What this task involves: Output the listing exactly, leaving out no line.

Records:
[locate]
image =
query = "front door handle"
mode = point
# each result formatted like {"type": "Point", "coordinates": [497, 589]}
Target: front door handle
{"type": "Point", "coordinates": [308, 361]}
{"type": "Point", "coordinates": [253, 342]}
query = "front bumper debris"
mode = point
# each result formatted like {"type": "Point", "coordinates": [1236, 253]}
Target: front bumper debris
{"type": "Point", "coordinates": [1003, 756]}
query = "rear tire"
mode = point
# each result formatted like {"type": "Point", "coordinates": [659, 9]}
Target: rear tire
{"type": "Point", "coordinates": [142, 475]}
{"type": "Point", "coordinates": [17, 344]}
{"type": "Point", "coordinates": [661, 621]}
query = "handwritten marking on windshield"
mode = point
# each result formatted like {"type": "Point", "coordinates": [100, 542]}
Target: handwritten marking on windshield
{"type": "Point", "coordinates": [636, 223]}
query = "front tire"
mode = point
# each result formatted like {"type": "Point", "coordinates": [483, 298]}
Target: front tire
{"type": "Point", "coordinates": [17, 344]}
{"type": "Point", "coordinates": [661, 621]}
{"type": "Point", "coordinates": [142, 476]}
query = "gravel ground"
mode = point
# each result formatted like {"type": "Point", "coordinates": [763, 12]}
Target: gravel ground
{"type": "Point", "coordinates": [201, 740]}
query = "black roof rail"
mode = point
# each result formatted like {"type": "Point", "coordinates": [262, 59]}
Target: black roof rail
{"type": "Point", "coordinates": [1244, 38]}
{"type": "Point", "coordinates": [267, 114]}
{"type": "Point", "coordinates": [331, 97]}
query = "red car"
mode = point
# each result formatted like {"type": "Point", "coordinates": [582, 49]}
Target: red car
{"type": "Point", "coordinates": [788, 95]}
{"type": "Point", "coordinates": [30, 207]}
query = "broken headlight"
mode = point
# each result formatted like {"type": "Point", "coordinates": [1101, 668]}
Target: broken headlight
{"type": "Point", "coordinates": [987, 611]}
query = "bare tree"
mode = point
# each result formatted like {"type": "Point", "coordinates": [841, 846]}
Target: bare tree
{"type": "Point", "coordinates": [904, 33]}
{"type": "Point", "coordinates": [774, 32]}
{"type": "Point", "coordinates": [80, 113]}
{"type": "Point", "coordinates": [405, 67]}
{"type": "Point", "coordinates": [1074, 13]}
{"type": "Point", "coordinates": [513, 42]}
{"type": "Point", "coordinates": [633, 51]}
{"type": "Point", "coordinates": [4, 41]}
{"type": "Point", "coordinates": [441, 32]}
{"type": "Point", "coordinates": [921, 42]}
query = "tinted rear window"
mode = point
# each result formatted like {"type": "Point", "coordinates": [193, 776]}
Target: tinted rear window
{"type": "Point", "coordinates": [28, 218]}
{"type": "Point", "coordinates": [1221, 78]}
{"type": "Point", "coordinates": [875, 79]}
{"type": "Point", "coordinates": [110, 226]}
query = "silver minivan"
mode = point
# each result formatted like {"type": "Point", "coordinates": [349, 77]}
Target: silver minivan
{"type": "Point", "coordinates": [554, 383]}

Solution for this exercise:
[locate]
image =
query = "front door handle"
mode = point
# each result formatted like {"type": "Point", "coordinates": [497, 589]}
Target: front door handle
{"type": "Point", "coordinates": [308, 361]}
{"type": "Point", "coordinates": [253, 342]}
query = "front bumper debris"
mode = point
# each result formatted like {"type": "Point", "coordinates": [1236, 253]}
Target: front bumper debris
{"type": "Point", "coordinates": [1003, 756]}
query = "rear tire"
mode = point
# each result formatted like {"type": "Point", "coordinates": [659, 9]}
Target: rear tire
{"type": "Point", "coordinates": [142, 475]}
{"type": "Point", "coordinates": [17, 344]}
{"type": "Point", "coordinates": [661, 621]}
query = "handwritten marking on windshield"
mode = point
# each result formatted like {"type": "Point", "coordinates": [100, 542]}
Target: handwritten marking on windshield
{"type": "Point", "coordinates": [636, 223]}
query = "front tire"
mode = point
# each result formatted like {"type": "Point", "coordinates": [483, 298]}
Target: front tire
{"type": "Point", "coordinates": [17, 344]}
{"type": "Point", "coordinates": [661, 621]}
{"type": "Point", "coordinates": [142, 476]}
query = "gravel ground"
mode = point
# each result formatted like {"type": "Point", "coordinates": [763, 12]}
Target: gravel ground
{"type": "Point", "coordinates": [201, 740]}
query = "black roof rail"
mode = point
# each result formatted like {"type": "Point", "coordinates": [262, 59]}
Target: black roof rail
{"type": "Point", "coordinates": [1244, 38]}
{"type": "Point", "coordinates": [267, 114]}
{"type": "Point", "coordinates": [331, 97]}
query = "red car"
mode = point
# each result formatted like {"type": "Point", "coordinates": [582, 49]}
Target: red car
{"type": "Point", "coordinates": [788, 95]}
{"type": "Point", "coordinates": [30, 207]}
query = "broken headlight"
mode = point
# each result formatted like {"type": "Point", "coordinates": [1101, 668]}
Target: broken headlight
{"type": "Point", "coordinates": [987, 611]}
query = "bare tree"
mode = point
# each result formatted like {"type": "Point", "coordinates": [841, 846]}
Target: bare tree
{"type": "Point", "coordinates": [904, 33]}
{"type": "Point", "coordinates": [774, 32]}
{"type": "Point", "coordinates": [80, 113]}
{"type": "Point", "coordinates": [405, 67]}
{"type": "Point", "coordinates": [1074, 13]}
{"type": "Point", "coordinates": [513, 42]}
{"type": "Point", "coordinates": [633, 51]}
{"type": "Point", "coordinates": [4, 41]}
{"type": "Point", "coordinates": [441, 32]}
{"type": "Point", "coordinates": [921, 42]}
query = "tinted rear window"
mode = point
# each result formatted like {"type": "Point", "coordinates": [193, 776]}
Target: tinted rear window
{"type": "Point", "coordinates": [28, 218]}
{"type": "Point", "coordinates": [1221, 78]}
{"type": "Point", "coordinates": [875, 79]}
{"type": "Point", "coordinates": [110, 226]}
query = "silver minivan"
mode = point
# each result formatted like {"type": "Point", "coordinates": [349, 77]}
Target: silver minivan
{"type": "Point", "coordinates": [554, 383]}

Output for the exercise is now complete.